** SOURCE PASSAGE **
-*-*-

The Chinaman who came out to Southeast Asia was a very hard working, thrifty person. I mean he faced a tremendous stride because he faced floods, pestilence, famine and the drive. The capacity for hard work and sustained effort is something to be seen, to be believed. And we are getting soft. You know, I mean, all sunshine and bananas growing on trees and coconuts falling down by themselves – this affects the people. I don’t know. To a certain extent, you can try and counter it. You know, make sure that you don’t being, sort of, get reduced to keep it going and create a stagnant sort of society. You know, the Americans possess their tropical areas too and chaps sitting down by the lagoons and so on.

Id.

If you don’t include your women graduates in your breeding pool and leave them on the shelf, you would end up a more stupid society. The men don’t believe me. Every year, I produce them the results. You marry that kind of a wife, you get this kind of a result. They close their minds. I think we are not going to become as good a society as we were with each generation … This is the basic stock of success. If you don’t have this, you can have the best human resources programme, but your human resource is poor.

In the older generations, economics and culture settled it. The pattern of procreation was settled by economics and culture. The richer you are, the more successful you are, the more wives you have, the more children you have. That’s the way it was settled. I am the son of a successful chap. I myself am successful, so I marry young and I marry more wives and I have more children. You read Hong Lou Meng, A Dream of the Red Chamber, or you read Jin Ping Mei, and you’ll find Chinese society in the 16th, 17th century described. So the successful merchant or the mandarin, he gets the pick of all the rich men’s daughters and the prettiest village girls and has probably five, six, seven, eight, nine, ten different wives and concubines and many children. And the poor labourer who’s dumb and slow, he’s neutered. It’s like the lion or the stag that’s outside the flock. He has no harems, so he does not pass his genes down. So, in that way, a smarter population emerges.

-*-*-

(Stored items)
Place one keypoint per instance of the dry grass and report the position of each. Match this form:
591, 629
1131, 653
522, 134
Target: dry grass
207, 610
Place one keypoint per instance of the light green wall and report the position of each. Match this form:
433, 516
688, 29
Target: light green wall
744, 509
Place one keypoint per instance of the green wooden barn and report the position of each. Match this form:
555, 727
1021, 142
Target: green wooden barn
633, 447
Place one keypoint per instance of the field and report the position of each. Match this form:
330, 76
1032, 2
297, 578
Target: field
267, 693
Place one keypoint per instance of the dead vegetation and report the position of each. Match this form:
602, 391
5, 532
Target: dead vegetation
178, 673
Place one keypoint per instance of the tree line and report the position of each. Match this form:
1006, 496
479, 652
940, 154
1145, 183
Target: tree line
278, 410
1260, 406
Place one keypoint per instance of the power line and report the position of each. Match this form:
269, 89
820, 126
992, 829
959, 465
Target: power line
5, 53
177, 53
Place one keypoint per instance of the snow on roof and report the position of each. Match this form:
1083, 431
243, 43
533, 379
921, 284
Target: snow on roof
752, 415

-*-*-

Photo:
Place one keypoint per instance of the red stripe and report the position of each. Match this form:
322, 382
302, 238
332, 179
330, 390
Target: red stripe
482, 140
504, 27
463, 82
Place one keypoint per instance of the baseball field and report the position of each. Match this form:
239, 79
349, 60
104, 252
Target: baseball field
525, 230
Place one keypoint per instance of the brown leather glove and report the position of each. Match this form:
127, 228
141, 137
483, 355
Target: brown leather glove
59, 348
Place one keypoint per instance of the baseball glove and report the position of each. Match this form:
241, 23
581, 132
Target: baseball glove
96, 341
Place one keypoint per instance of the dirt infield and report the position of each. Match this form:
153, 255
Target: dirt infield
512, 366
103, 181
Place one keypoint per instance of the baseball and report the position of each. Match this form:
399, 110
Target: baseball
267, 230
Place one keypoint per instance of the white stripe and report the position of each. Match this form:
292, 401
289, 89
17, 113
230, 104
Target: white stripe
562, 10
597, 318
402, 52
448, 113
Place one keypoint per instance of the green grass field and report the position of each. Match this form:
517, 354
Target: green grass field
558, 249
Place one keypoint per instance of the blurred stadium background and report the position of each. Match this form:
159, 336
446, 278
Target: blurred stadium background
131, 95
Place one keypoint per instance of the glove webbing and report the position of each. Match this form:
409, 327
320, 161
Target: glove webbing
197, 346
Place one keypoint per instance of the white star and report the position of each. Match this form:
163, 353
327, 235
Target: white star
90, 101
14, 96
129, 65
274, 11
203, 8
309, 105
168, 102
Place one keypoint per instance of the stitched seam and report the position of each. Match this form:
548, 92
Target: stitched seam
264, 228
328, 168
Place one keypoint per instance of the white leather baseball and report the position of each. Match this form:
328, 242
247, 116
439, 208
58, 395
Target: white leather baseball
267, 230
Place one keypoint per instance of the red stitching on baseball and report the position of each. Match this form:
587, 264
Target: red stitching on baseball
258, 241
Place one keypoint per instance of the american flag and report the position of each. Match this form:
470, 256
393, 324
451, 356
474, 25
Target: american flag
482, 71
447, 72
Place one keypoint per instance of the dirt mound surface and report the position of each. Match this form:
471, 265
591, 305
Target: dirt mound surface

-*-*-

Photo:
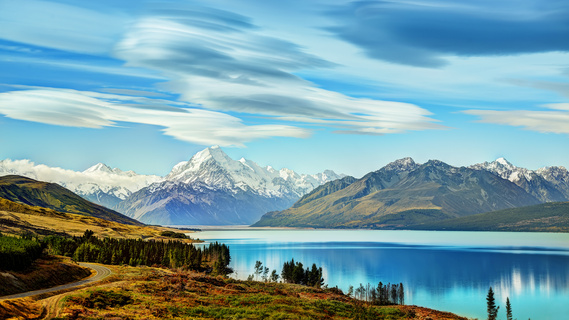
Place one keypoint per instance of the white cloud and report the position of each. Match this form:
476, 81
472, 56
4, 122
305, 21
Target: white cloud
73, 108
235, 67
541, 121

-*-*-

Please repeat the passage on hard work, marriage and procreation in full, word for word. This material is separate and stands on its own.

** RESPONSE **
The Chinaman who came out to Southeast Asia was a very hard working, thrifty person. I mean he faced a tremendous stride because he faced floods, pestilence, famine and the drive. The capacity for hard work and sustained effort is something to be seen, to be believed. And we are getting soft. You know, I mean, all sunshine and bananas growing on trees and coconuts falling down by themselves – this affects the people. I don’t know. To a certain extent, you can try and counter it. You know, make sure that you don’t being, sort of, get reduced to keep it going and create a stagnant sort of society. You know, the Americans possess their tropical areas too and chaps sitting down by the lagoons and so on.

Id.

If you don’t include your women graduates in your breeding pool and leave them on the shelf, you would end up a more stupid society. The men don’t believe me. Every year, I produce them the results. You marry that kind of a wife, you get this kind of a result. They close their minds. I think we are not going to become as good a society as we were with each generation … This is the basic stock of success. If you don’t have this, you can have the best human resources programme, but your human resource is poor.

In the older generations, economics and culture settled it. The pattern of procreation was settled by economics and culture. The richer you are, the more successful you are, the more wives you have, the more children you have. That’s the way it was settled. I am the son of a successful chap. I myself am successful, so I marry young and I marry more wives and I have more children. You read Hong Lou Meng, A Dream of the Red Chamber, or you read Jin Ping Mei, and you’ll find Chinese society in the 16th, 17th century described. So the successful merchant or the mandarin, he gets the pick of all the rich men’s daughters and the prettiest village girls and has probably five, six, seven, eight, nine, ten different wives and concubines and many children. And the poor labourer who’s dumb and slow, he’s neutered. It’s like the lion or the stag that’s outside the flock. He has no harems, so he does not pass his genes down. So, in that way, a smarter population emerges.